Point labeling rows
= = = = = = =

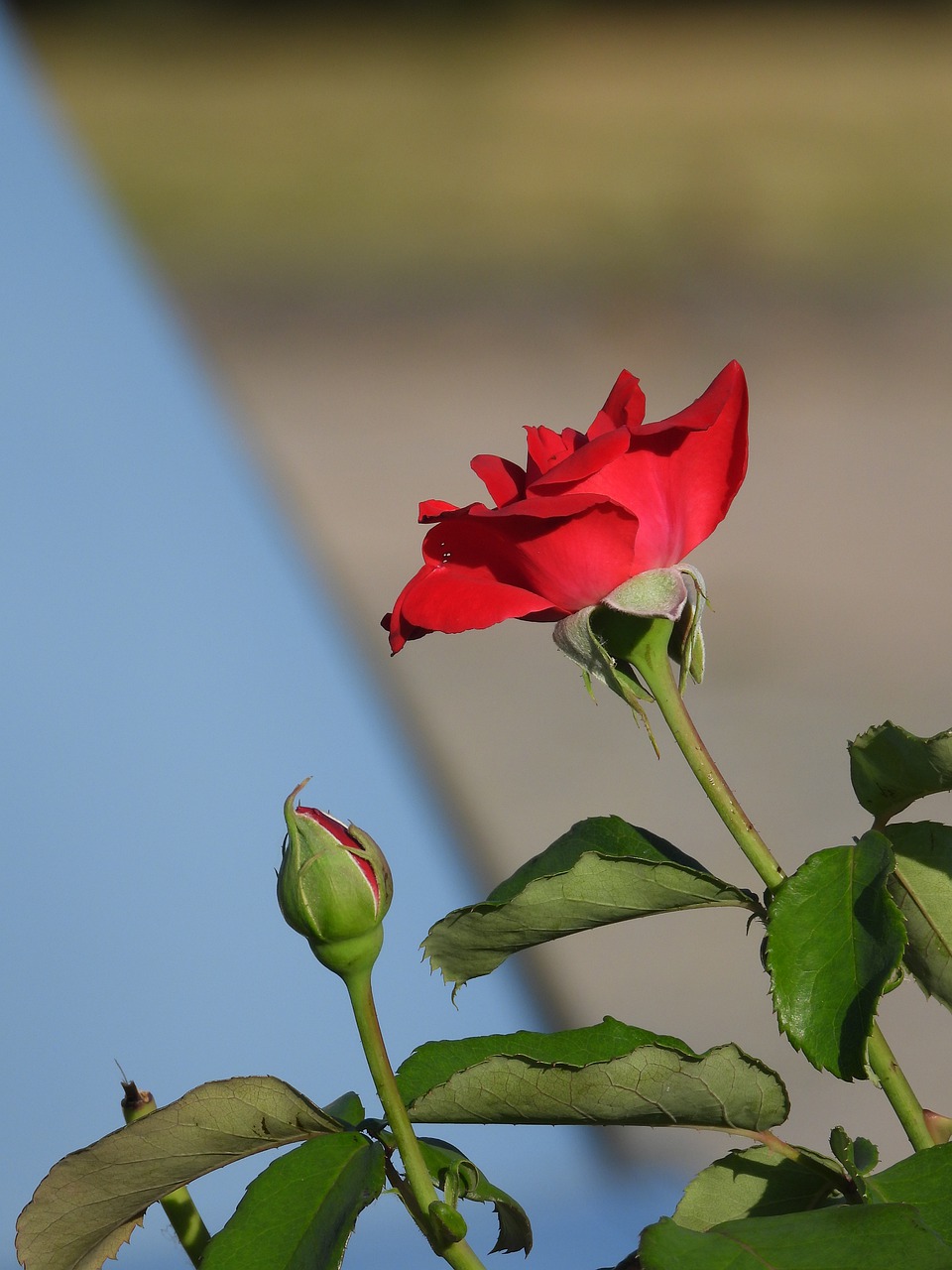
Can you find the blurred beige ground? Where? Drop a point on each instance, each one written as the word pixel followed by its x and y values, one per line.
pixel 828 581
pixel 397 254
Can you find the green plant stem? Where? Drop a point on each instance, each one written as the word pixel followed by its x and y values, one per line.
pixel 649 656
pixel 458 1255
pixel 898 1091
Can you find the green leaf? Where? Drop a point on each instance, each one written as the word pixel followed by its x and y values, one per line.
pixel 456 1175
pixel 921 887
pixel 89 1198
pixel 301 1210
pixel 348 1109
pixel 604 1075
pixel 857 1156
pixel 758 1183
pixel 833 940
pixel 890 769
pixel 923 1180
pixel 603 870
pixel 848 1237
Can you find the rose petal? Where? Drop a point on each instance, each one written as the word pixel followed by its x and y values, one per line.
pixel 504 480
pixel 680 476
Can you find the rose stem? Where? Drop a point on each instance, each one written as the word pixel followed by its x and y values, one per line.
pixel 651 657
pixel 458 1255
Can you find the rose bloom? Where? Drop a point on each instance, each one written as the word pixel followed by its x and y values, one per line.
pixel 588 512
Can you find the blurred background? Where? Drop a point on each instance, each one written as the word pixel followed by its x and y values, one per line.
pixel 399 232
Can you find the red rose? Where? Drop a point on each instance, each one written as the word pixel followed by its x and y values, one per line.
pixel 590 511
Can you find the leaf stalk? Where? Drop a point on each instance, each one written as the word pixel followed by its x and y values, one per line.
pixel 649 656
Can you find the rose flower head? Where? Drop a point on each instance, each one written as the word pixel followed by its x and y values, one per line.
pixel 589 511
pixel 334 887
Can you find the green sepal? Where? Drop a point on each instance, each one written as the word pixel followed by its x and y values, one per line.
pixel 601 871
pixel 834 939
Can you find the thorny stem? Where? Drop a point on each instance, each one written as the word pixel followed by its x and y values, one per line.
pixel 651 658
pixel 458 1255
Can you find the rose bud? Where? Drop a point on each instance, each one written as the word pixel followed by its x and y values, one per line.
pixel 334 888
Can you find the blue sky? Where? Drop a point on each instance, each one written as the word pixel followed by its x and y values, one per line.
pixel 173 668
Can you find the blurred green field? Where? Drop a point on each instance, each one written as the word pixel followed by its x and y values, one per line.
pixel 791 148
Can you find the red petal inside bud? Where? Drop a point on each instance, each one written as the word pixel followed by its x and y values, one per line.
pixel 347 841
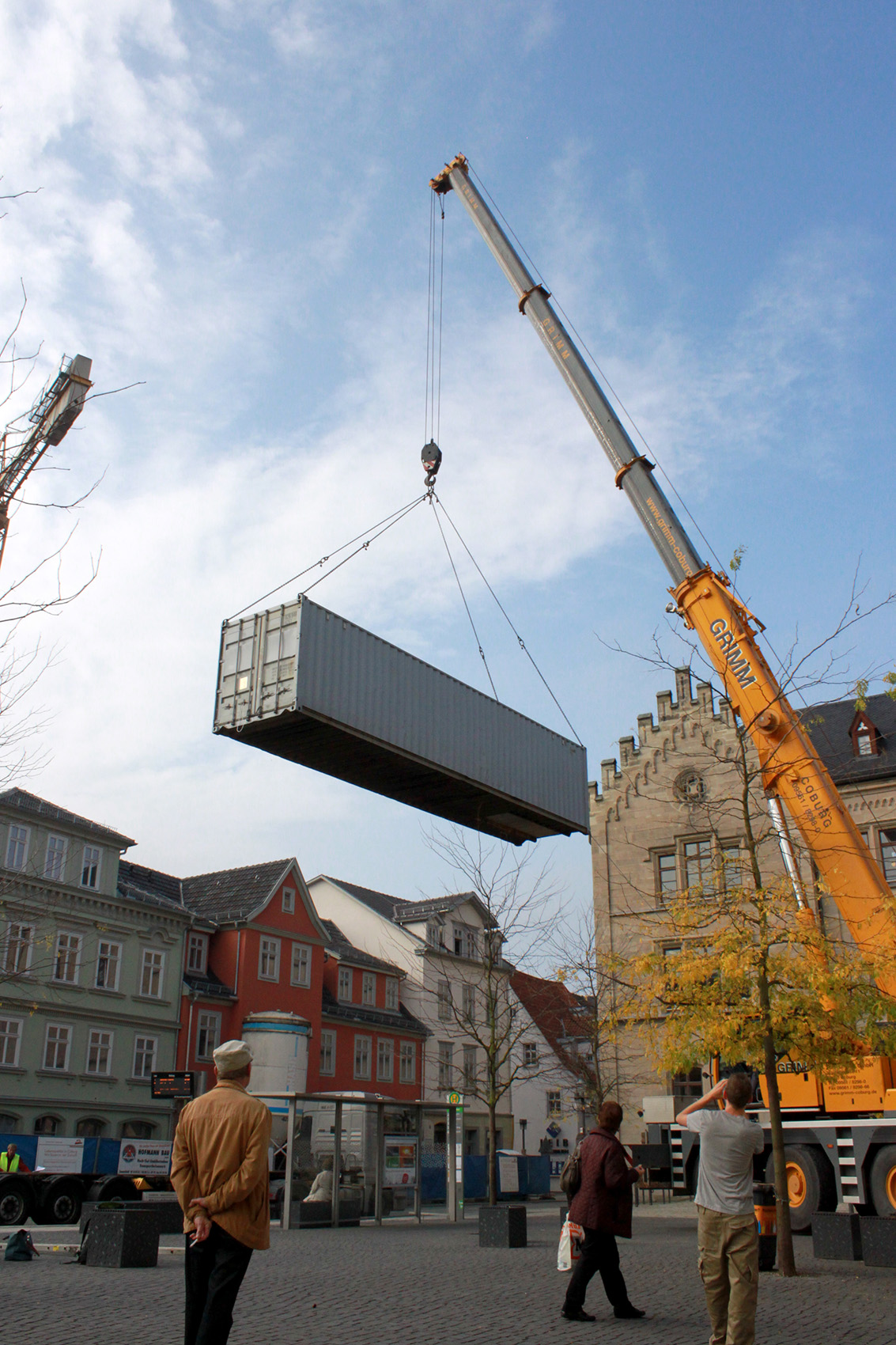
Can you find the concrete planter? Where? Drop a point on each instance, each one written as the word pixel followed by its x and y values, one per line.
pixel 837 1237
pixel 879 1241
pixel 502 1226
pixel 120 1237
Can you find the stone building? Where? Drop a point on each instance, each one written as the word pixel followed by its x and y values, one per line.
pixel 669 816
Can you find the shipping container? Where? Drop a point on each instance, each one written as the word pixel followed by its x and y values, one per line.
pixel 303 684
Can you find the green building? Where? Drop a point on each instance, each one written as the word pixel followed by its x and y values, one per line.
pixel 89 979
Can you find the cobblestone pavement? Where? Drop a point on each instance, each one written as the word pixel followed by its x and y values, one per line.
pixel 420 1286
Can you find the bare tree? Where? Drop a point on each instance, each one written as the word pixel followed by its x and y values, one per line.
pixel 517 899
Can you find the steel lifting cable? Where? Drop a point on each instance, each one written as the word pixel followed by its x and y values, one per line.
pixel 520 639
pixel 389 521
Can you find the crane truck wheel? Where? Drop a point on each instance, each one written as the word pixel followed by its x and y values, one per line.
pixel 883 1180
pixel 15 1200
pixel 810 1184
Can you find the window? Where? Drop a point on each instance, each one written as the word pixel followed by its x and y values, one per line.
pixel 108 964
pixel 301 974
pixel 100 1052
pixel 67 958
pixel 464 942
pixel 698 864
pixel 198 953
pixel 385 1048
pixel 144 1058
pixel 888 856
pixel 445 1066
pixel 153 964
pixel 17 847
pixel 17 951
pixel 136 1130
pixel 207 1035
pixel 9 1040
pixel 666 876
pixel 270 959
pixel 54 866
pixel 92 1127
pixel 470 1068
pixel 410 1062
pixel 327 1052
pixel 55 1048
pixel 362 1058
pixel 90 866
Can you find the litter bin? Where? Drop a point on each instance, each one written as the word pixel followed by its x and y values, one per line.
pixel 767 1223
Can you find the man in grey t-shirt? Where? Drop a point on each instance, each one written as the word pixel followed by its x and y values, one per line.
pixel 727 1233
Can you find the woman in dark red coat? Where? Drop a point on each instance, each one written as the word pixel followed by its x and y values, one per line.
pixel 603 1208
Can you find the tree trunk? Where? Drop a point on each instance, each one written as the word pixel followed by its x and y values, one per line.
pixel 786 1264
pixel 493 1150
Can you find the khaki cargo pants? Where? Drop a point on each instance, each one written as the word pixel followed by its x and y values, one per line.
pixel 728 1250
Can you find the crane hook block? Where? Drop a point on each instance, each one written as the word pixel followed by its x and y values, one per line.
pixel 431 457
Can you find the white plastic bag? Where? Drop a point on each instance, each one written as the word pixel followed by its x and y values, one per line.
pixel 569 1250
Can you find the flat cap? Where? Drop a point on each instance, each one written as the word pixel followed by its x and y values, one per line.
pixel 232 1056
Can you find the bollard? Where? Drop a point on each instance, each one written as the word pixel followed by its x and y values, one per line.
pixel 767 1223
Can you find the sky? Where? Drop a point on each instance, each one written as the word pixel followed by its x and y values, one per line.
pixel 228 205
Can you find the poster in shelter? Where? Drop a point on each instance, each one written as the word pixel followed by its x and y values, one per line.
pixel 400 1168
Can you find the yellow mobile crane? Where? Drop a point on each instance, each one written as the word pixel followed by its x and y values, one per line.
pixel 794 776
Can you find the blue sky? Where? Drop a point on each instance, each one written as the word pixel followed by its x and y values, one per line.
pixel 234 209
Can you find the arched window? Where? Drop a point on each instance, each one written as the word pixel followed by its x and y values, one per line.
pixel 90 1127
pixel 136 1130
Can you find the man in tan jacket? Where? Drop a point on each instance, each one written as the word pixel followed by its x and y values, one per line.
pixel 220 1172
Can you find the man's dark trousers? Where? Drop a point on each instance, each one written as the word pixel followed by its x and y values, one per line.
pixel 214 1271
pixel 599 1252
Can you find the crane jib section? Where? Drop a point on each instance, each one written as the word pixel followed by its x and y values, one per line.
pixel 792 768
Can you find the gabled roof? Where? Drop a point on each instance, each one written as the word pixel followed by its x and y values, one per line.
pixel 23 802
pixel 829 724
pixel 556 1010
pixel 401 1021
pixel 345 951
pixel 233 895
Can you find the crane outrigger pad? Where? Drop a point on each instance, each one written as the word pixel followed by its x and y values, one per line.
pixel 303 684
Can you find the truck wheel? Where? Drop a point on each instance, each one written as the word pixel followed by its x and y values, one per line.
pixel 810 1184
pixel 883 1180
pixel 61 1203
pixel 15 1200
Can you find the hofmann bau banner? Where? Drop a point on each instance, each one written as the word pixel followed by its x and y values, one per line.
pixel 146 1157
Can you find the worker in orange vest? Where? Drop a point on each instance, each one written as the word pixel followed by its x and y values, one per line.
pixel 11 1162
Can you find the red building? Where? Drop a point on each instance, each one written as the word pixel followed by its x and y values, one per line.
pixel 261 964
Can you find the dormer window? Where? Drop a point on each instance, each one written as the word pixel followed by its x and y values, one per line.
pixel 864 735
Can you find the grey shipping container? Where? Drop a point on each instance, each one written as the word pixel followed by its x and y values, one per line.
pixel 303 684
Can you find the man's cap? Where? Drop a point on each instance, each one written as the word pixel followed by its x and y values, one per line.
pixel 232 1056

= = = = = = =

Convert all of the rows above into a numbered list, one line per item, skipping any blank lines. Leave the pictures out of the answer.

> Response:
1. Can you find the blurred beige ground? Where? Drop a point on each instance, each one written as the word pixel followed by its x and y values, one per line.
2. pixel 828 581
3. pixel 397 254
4. Can you find the green plant stem? Where? Drop a point on each instance, each one written as the word pixel followed by its x and y values, one per line.
5. pixel 649 656
6. pixel 458 1255
7. pixel 898 1091
8. Can you find the green leaf? Where? Drop a point on each instance, each one written as the word pixel followed by its x and y values, one per line.
9. pixel 456 1175
10. pixel 921 887
11. pixel 89 1198
12. pixel 301 1210
13. pixel 348 1109
14. pixel 604 1075
15. pixel 857 1156
16. pixel 758 1183
17. pixel 833 940
18. pixel 890 769
19. pixel 923 1180
20. pixel 603 870
21. pixel 848 1237
22. Can you find the rose petal? Where? Drop a point on each instance, each one written as the word pixel followed by its x and y values, one per line.
23. pixel 504 480
24. pixel 680 476
25. Can you find the rose stem? Where? Drop a point on each instance, each one written as the word pixel followed by its x and y values, one per line.
26. pixel 651 657
27. pixel 458 1255
28. Can you find the rose bloom? Where? Drop a point on each instance, each one written as the word pixel followed by its x and y values, one per line.
29. pixel 588 512
30. Can you find the blurred background? Where? Drop a point on each instance, each one written as the word pixel followed by its x and y values, one per line.
31. pixel 399 232
32. Can you find the red rose? Where? Drop a point on each instance, each one written as the word pixel followed by its x and y values, one per line.
33. pixel 590 511
34. Can you find the leaf stalk? Where? Drop a point on each instance, each one written as the word pixel followed by its x and y values, one per line.
35. pixel 649 656
36. Can you find the rose flower head? Where? Drop a point on each instance, each one written as the word pixel followed by its x and y values, one per line.
37. pixel 589 511
38. pixel 334 887
39. Can you find the green sepal? Where? Drop a point on each instance, each one written as the word pixel followed by its x and y values, one per line.
40. pixel 601 871
41. pixel 834 939
42. Can you find the thorny stem? Where? Drop a point on each instance, each one written as the word pixel followed by its x and y values, one per line.
43. pixel 651 658
44. pixel 458 1255
45. Can you find the rose bud? Where? Drop a point on each instance, each one written as the word pixel followed by its x and y values, one per line.
46. pixel 334 888
47. Can you find the blue sky? Where? Drop a point on each instance, each one written as the word pixel followed by its x and y values, one per line.
48. pixel 173 668
49. Can you find the blurred green field? Where? Drop a point on each instance, each one written as the word pixel followed by its x and y values, one per line.
50. pixel 791 148
51. Can you find the red petal inside bud? Where? Drop a point on each instance, each one written as the word pixel followed by its x and y values, one per line.
52. pixel 347 841
53. Can you find the concrete planter? Where? Drop a point on each instance, each one written as the word pixel followed by its x and y values, one per line.
54. pixel 837 1237
55. pixel 879 1241
56. pixel 502 1226
57. pixel 120 1237
58. Can you find the stone building? Where? Drop a point on each instance, each one written as the word pixel followed by its x and y values, one per line.
59. pixel 669 816
60. Can you find the shipping container? Where? Drop a point on each instance, each one written as the word pixel followed by its x and y values, one per line.
61. pixel 303 684
62. Can you find the green building? Where? Drop a point on each instance, each one written as the word pixel followed by its x and y values, one per line.
63. pixel 89 979
64. Can you find the cobblestone pavement? Where? Drop a point on each instance, each one written as the word pixel followed by its x and y values, one per line.
65. pixel 420 1286
66. Can you find the bare tree? Where? Drop a point on each instance, each one written as the word pixel followed by its x and y values, one per line.
67. pixel 517 899
68. Can you find the steel lifting cable? Where? Drop a point on each instance, each one written as the word pixel followed by its x and y values, one per line.
69. pixel 520 639
70. pixel 389 521
71. Can you find the crane truck wheel? Where? Drop a point on each instance, each one written as the word pixel followed by its x and y values, one per line.
72. pixel 883 1180
73. pixel 15 1200
74. pixel 810 1184
75. Can you find the window? Where? Drop a point on each instance, each one written as the word pixel followed by its x and y values, one per line.
76. pixel 108 964
77. pixel 301 974
78. pixel 100 1052
79. pixel 67 958
80. pixel 464 942
81. pixel 698 864
82. pixel 198 953
83. pixel 385 1048
84. pixel 144 1058
85. pixel 888 856
86. pixel 445 1066
87. pixel 153 964
88. pixel 17 847
89. pixel 17 951
90. pixel 136 1130
91. pixel 207 1035
92. pixel 9 1040
93. pixel 666 876
94. pixel 270 959
95. pixel 54 866
96. pixel 92 1127
97. pixel 470 1068
98. pixel 410 1062
99. pixel 327 1052
100. pixel 55 1048
101. pixel 362 1058
102. pixel 90 866
103. Can you find the litter bin? Where? Drop a point on each instance, each one written as the word pixel followed by its x and y values, one per line.
104. pixel 767 1223
105. Can you find the man in grey t-shirt? Where? Drop a point on each instance, each one written as the word pixel followed by its x and y values, one per line.
106. pixel 727 1233
107. Can you find the woman in dark red coat? Where? Drop a point on each instance, each one written as the word pixel followed by its x and y values, one per line.
108. pixel 603 1208
109. Can you find the tree trunk? Where? Drop a point on each instance, each one written as the word pixel followed by its x and y values, one per line.
110. pixel 786 1264
111. pixel 493 1150
112. Can you find the khaki cargo pants? Where? Drop a point on each instance, each one written as the word pixel followed by its x and y values, one per line.
113. pixel 728 1250
114. Can you find the crane hook block? Where? Drop a point on each instance, each one written as the word pixel followed by its x and y values, one per line.
115. pixel 431 457
116. Can you find the white plastic bag? Where? Drop a point on each instance, each one written as the word pixel followed by its x and y values, one per line.
117. pixel 569 1250
118. Can you find the flat cap? Where? Drop a point on each instance, each one written as the word pixel followed by its x and y values, one per line.
119. pixel 232 1056
120. Can you find the bollard? Where? Drop a point on each instance, each one written as the word pixel followed by its x and y values, one per line.
121. pixel 767 1223
122. Can you find the sky? Where? Drop a point on each instance, each one written as the word pixel followed by its x and y values, one per line.
123. pixel 228 205
124. Can you find the poster in shelter? Where? Drop a point on each instance, each one written as the word pixel followed by its x and y values, one per line.
125. pixel 400 1168
126. Can you find the yellow mobile crane? Where? Drop a point on each instance, each one written as the word pixel followed by its x and y values, one per line.
127. pixel 794 776
128. Can you find the blue sky? Where? Drop a point on each instance, each one written as the word pixel followed by its x and y values, one per line.
129. pixel 234 209
130. Can you find the arched window? Where? Drop a point on each instance, each one written as the word pixel followed by its x and y values, one per line.
131. pixel 90 1127
132. pixel 136 1130
133. Can you find the man in tan jacket? Where? Drop a point on each instance, each one written as the word pixel followed by its x and y values, one per line.
134. pixel 220 1172
135. Can you find the man's dark trousers? Where? Drop a point on each instance, each one written as the word pixel followed by its x and y values, one per line.
136. pixel 214 1271
137. pixel 599 1252
138. Can you find the crane jib section? Where? Drop a point on each instance, each one written as the word pixel followed by its x and y values, one per line.
139. pixel 792 768
140. Can you find the gabled roof? Where? Drop a point on each instance, each one written as the word pixel followed by its x and y values, one per line.
141. pixel 23 802
142. pixel 829 724
143. pixel 556 1010
144. pixel 401 1021
145. pixel 345 951
146. pixel 233 895
147. Can you find the crane outrigger pad? Where? Drop a point on each instance, each one written as the word pixel followed by its x and y values, one per line.
148. pixel 303 684
149. Can you find the truck wheel? Where? Drop a point on each instance, each one written as the word pixel followed by its x and y values, one per line.
150. pixel 810 1184
151. pixel 883 1180
152. pixel 61 1203
153. pixel 15 1200
154. Can you find the hofmann bau banner? Where? Drop a point on each instance, each one written as the word pixel followed by its x and y values, one per line.
155. pixel 146 1157
156. Can you find the worker in orange vest? Where? Drop a point on each instance, each one written as the word pixel followed by its x and y values, one per line.
157. pixel 11 1162
158. Can you find the red building? Where? Drop a point on each instance, each one written as the word pixel followed by its x and y values, one per line.
159. pixel 261 964
160. Can you find the dormer window? Where? Drop a point on each instance, each one written as the word pixel followed by its x and y values, one per line.
161. pixel 864 735
162. Can you find the grey shipping container? Where? Drop a point on each instance, each one written as the word pixel followed by its x and y values, one per line.
163. pixel 303 684
164. Can you find the man's cap? Where? Drop a point on each instance, each one written as the word pixel followed by its x and y values, one per line.
165. pixel 232 1056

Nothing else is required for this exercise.